Short exercise - Turn the data from the line with "Subject: navy blue umbrella" up to and including the line with "xmin=626 ymin=419 xmax=754 ymax=498" into a Markdown table with the columns "Row" and "Line". Skip blank lines and number the remaining lines in order.

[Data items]
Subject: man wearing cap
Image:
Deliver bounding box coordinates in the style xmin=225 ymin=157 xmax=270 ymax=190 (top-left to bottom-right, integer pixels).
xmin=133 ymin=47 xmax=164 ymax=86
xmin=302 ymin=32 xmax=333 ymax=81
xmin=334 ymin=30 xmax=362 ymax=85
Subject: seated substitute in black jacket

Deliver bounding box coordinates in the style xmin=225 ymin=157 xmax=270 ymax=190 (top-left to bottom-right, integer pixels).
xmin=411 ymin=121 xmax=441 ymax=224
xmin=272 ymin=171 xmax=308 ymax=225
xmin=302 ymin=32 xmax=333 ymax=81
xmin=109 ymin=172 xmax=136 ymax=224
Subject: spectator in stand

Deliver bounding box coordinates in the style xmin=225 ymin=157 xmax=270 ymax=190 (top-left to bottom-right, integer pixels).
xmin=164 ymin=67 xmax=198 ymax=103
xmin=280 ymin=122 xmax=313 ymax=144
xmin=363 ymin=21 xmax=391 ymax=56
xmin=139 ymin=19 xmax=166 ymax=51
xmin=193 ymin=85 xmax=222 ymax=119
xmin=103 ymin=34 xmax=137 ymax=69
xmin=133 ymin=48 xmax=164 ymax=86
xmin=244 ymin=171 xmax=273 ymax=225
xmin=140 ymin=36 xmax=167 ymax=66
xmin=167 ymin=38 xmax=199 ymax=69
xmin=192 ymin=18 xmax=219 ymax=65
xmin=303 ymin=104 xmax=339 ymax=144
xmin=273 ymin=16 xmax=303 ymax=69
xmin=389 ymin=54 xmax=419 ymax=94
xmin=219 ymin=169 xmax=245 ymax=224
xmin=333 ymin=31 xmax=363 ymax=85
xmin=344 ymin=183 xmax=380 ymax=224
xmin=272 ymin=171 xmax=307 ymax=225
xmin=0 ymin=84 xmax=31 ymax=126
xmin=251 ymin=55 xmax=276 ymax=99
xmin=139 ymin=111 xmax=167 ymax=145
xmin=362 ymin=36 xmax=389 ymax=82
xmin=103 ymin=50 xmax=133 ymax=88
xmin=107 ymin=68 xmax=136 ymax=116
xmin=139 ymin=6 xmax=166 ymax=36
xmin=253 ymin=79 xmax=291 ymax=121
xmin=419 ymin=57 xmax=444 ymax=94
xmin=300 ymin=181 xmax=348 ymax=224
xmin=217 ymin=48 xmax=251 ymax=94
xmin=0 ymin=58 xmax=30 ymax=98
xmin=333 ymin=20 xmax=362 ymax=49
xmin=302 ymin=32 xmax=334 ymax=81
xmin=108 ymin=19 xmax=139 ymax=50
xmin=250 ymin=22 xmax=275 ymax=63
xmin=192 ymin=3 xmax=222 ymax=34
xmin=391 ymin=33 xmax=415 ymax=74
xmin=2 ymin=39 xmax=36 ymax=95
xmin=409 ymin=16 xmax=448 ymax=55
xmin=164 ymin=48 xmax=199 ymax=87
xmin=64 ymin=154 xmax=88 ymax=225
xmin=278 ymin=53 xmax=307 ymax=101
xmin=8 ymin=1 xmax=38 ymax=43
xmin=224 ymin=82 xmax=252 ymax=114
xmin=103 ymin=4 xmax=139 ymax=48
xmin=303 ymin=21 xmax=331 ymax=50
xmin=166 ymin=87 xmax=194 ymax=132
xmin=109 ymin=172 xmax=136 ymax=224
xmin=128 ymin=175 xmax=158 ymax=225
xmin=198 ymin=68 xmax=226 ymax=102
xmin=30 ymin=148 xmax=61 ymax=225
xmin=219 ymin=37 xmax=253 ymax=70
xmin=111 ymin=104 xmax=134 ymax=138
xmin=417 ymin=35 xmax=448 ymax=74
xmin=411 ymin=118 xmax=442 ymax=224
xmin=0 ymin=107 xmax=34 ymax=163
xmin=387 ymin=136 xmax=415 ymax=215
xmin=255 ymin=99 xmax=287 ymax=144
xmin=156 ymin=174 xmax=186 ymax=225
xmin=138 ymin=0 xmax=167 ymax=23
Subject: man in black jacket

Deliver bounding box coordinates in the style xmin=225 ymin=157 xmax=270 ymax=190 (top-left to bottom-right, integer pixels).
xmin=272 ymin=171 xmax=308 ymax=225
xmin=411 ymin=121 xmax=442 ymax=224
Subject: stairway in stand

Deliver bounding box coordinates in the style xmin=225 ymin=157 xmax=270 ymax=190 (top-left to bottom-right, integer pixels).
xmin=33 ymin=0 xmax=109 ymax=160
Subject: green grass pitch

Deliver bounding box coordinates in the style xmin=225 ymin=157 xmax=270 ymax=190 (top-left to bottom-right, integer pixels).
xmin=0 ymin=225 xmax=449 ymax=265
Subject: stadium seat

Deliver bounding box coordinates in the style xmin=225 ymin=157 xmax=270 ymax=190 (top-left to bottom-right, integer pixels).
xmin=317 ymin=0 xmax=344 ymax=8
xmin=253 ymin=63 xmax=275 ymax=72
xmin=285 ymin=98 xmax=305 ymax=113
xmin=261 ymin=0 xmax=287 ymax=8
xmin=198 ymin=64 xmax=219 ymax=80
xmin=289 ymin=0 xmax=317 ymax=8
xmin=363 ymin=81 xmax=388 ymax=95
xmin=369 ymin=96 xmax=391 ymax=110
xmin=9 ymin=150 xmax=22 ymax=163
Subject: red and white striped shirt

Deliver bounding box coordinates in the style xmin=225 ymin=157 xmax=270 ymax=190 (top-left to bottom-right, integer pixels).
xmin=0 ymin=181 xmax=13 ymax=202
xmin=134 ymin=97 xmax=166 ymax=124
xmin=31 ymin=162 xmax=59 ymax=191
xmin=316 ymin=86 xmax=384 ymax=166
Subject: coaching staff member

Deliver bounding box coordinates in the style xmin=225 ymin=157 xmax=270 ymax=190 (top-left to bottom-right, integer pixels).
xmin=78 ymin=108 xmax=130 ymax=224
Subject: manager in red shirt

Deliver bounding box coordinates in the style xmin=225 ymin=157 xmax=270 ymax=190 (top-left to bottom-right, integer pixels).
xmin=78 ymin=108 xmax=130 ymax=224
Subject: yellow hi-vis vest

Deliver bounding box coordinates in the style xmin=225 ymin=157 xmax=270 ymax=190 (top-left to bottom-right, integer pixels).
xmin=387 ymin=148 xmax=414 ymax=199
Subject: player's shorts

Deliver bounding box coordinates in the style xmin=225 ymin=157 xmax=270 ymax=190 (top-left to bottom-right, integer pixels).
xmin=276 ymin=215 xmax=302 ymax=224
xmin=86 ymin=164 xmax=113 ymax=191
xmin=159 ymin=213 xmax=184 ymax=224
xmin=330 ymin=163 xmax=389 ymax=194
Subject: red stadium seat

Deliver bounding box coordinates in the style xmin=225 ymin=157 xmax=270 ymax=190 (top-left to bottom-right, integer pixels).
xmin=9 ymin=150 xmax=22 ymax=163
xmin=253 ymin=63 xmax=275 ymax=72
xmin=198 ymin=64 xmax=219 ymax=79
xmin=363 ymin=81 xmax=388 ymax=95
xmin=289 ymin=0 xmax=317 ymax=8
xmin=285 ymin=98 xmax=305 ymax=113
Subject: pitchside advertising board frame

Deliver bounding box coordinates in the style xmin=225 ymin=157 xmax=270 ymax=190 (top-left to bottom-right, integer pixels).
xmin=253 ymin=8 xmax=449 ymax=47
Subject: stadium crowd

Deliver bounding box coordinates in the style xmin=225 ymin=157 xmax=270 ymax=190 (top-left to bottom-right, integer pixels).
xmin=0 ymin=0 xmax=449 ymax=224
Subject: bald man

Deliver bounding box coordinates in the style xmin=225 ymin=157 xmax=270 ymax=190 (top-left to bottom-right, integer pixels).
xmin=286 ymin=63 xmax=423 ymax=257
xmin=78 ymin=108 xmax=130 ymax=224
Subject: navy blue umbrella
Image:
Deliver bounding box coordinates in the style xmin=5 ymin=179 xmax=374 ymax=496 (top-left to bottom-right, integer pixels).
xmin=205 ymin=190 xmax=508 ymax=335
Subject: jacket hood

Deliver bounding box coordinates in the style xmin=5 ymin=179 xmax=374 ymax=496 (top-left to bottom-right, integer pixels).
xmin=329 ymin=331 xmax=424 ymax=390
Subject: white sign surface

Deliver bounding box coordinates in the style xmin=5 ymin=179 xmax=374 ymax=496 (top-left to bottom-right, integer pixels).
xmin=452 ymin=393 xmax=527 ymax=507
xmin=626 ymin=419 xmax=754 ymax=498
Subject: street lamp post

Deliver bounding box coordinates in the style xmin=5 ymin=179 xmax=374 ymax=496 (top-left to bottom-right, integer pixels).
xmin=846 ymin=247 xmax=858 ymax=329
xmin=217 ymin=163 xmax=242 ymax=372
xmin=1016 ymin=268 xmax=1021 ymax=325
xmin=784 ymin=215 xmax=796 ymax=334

Completed exercise -
| Row | Line |
|---|---|
| 1 | Subject: navy blue umbrella |
| 2 | Image: |
| 3 | Deliver bounding box coordinates in the style xmin=5 ymin=179 xmax=374 ymax=496 (top-left to bottom-right, integer pixels). |
| 4 | xmin=205 ymin=190 xmax=508 ymax=335 |
| 5 | Subject: jacket hood |
| 6 | Deliver bounding box coordinates in the style xmin=5 ymin=179 xmax=374 ymax=496 (top-left to bottom-right, integer pixels). |
| 7 | xmin=329 ymin=331 xmax=424 ymax=390 |
| 8 | Subject: white sign surface |
| 9 | Deliver bounding box coordinates in the style xmin=5 ymin=179 xmax=374 ymax=496 (top-left to bottom-right, integer pixels). |
| 10 | xmin=452 ymin=393 xmax=527 ymax=507 |
| 11 | xmin=626 ymin=419 xmax=754 ymax=498 |